Given passage below:
This is a copy of the letter I have written to my local hospital trust tonight. I have sent similar to my local Healthwatch, CCG (clinical commissioning group), MVP (maternity voices partnership), MP and the Secretary of Health. I would be delighted if you would copy it and send to your local hospital, and your local versions of the ones above. It is quite easy to find their emails with a quick google search. #Enough
I was reading today about the number of midwives leaving the profession. The State of Maternity Services Report released this week by the Royal College of Midwives revealed that there are only 67 extra midwives in the whole of England last year despite 2,000 midwives completing their training because of the high numbers of midwives resigning due to stress and burn out.
I was alerted to this while reading this sad and shocking personal account of a midwife contemplating leaving her work, published in All 4 Maternity, (who also publish The Practicing Midwife magazine).
In the commentary that accompanies the account, esteemed midwife Sheena Byrom, who has visited the L&D I believe, also highlighted the findings of a survey of RCM members published earlier this year, the UK WHELM study, that found that 83% of those who responded said they were suffering personal burnout and two thirds were considering leaving.
This is extremely concerning. Women, babies, and families do not have safe care (physically or emotionally) if the midwives are too stretched and stressed.
I think, given this is a UK wide problem so likely to be affecting the Luton and Dunstable hospital too, it would be good to raise this with the trust board to check on the well-being of the maternity staff, and what plans the trust has in place to take care of its staff and to encourage retention.
End of Given passage.
Data to examine below:
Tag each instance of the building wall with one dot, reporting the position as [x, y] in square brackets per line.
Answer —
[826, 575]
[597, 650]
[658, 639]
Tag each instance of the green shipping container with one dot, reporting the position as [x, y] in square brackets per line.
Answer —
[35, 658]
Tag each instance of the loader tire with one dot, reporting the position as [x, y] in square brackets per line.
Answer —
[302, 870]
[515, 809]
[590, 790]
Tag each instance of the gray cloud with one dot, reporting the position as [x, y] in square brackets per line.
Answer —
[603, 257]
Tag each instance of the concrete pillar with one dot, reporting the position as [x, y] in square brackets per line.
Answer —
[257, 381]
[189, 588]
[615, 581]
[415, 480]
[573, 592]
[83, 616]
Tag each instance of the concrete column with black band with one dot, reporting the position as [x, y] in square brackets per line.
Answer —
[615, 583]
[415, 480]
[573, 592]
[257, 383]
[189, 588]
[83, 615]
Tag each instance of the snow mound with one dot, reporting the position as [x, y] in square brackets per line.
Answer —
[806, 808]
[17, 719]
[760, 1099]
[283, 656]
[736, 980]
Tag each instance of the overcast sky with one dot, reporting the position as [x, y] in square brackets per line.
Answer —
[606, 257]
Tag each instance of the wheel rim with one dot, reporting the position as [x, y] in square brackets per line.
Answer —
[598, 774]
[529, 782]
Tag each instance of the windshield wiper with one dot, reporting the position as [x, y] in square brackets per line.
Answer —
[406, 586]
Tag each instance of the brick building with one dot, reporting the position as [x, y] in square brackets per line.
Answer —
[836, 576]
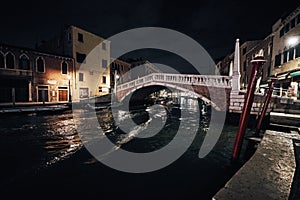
End of Data to examine.
# [Set of tasks]
1) Copy the midwife-burnout letter from "In the commentary" up to and including "stretched and stressed.".
2) In the midwife-burnout letter, how many extra midwives did England gain last year according to the State of Maternity Services Report?
3) Continue the letter about midwife burnout from the point where it ends.

# [Responses by task]
1)
In the commentary that accompanies the account, esteemed midwife Sheena Byrom, who has visited the L&D I believe, also highlighted the findings of a survey of RCM members published earlier this year, the UK WHELM study, that found that 83% of those who responded said they were suffering personal burnout and two thirds were considering leaving.
This is extremely concerning. Women, babies, and families do not have safe care (physically or emotionally) if the midwives are too stretched and stressed.

2) Only 67.

3)
I know money is limited within the NHS which has an impact on staffing levels but there are some things that have been shown to increase retention and satisfaction among midwives. Reading the reports it is clear that it is not just stretched staffing levels but also a lack of satisfaction in the job, a lack of autonomy and an overmedicalised maternity care system being two of the issues.
I will write to the head of midwifery myself to offer my support and to see what I can do personally, and what my community of doulas and antenatal teachers can do to support staff, whether providing a lunch or a relaxation session once in a while.
I will also be writing to my MP, Nadine Dorries, and the Secretary of Health.
I would be grateful if you could pass my letter on to the Council of Governors and the Chief Executive. I have copied some of the governors into my email.
I look forward to hearing from you that this has been discussed by the appropriate people. The health of Luton and Dunstable starts at the beginning of life. We need our midwives.